Your instructions → Extract verbatim the lines of the data below, from its first line up to and including the line that contains "x=164, y=175".

Material for this exercise →

..........

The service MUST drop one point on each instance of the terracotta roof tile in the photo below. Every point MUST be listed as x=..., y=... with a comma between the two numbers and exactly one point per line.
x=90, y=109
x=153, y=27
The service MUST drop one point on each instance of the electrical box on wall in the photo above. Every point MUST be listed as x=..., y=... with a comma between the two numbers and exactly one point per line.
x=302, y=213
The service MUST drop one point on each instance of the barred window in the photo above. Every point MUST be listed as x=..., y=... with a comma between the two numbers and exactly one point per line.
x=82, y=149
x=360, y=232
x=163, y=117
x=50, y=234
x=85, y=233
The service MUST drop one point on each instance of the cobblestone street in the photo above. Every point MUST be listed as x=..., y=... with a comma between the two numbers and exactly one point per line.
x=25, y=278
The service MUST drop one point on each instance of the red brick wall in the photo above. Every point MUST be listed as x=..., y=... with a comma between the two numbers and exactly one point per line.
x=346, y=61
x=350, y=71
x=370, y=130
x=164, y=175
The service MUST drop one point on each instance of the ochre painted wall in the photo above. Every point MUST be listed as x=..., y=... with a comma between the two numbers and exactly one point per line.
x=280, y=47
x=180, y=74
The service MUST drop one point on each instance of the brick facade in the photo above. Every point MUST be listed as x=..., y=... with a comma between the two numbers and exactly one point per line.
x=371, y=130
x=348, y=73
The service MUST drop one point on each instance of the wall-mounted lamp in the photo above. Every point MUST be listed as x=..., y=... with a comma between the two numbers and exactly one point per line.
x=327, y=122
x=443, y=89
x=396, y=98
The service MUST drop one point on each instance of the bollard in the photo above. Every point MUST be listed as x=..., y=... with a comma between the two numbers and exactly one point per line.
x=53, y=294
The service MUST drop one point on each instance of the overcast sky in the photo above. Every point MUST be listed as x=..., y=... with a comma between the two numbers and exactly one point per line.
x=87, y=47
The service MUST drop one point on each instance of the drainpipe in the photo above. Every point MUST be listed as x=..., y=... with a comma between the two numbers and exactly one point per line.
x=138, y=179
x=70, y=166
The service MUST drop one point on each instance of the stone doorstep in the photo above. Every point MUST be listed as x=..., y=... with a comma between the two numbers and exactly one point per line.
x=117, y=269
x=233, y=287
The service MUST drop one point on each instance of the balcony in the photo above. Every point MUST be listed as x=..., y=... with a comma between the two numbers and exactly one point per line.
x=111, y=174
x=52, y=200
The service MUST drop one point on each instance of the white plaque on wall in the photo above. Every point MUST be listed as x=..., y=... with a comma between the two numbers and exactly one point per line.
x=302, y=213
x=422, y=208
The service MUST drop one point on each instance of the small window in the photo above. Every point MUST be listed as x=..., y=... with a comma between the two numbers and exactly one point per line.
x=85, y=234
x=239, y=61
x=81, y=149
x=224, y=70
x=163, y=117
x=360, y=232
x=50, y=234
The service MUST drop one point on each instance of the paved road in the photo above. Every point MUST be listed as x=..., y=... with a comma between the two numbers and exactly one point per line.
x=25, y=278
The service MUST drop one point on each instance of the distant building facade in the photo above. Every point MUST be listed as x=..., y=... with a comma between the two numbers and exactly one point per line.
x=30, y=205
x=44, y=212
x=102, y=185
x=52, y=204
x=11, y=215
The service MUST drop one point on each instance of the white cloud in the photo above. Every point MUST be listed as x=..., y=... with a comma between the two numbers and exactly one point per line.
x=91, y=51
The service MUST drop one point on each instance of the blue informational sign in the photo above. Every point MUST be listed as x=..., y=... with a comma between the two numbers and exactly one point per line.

..........

Task output →
The service MUST drop one point on each instance of the terracotta roof tile in the photo below. Every point MUST be listed as x=..., y=... with a comma between the two numbers and exactly one point per line.
x=90, y=109
x=153, y=27
The service MUST drop one point on each instance of the electrical box on wall in the photo above. Every point MUST be listed as x=..., y=... with a comma between the two numbers and exactly one point per line.
x=302, y=213
The service MUST drop one point on each instance of the barred window in the photo above. Every point MUST be listed as x=..., y=... with a comma between the two numbers and exactly one point per line.
x=82, y=149
x=360, y=232
x=163, y=117
x=50, y=234
x=85, y=233
The service MUST drop one point on each instance of the cobblestone street in the photo above. Every point MUST be listed as x=..., y=... with a comma between the two numbers and exactly one point per line.
x=25, y=278
The service MUST drop one point on each instance of the red brick wall in the photo above. Every point MUST be listed as x=..., y=... with a comma between the two numbers and exactly one point per line.
x=346, y=61
x=350, y=71
x=370, y=130
x=164, y=175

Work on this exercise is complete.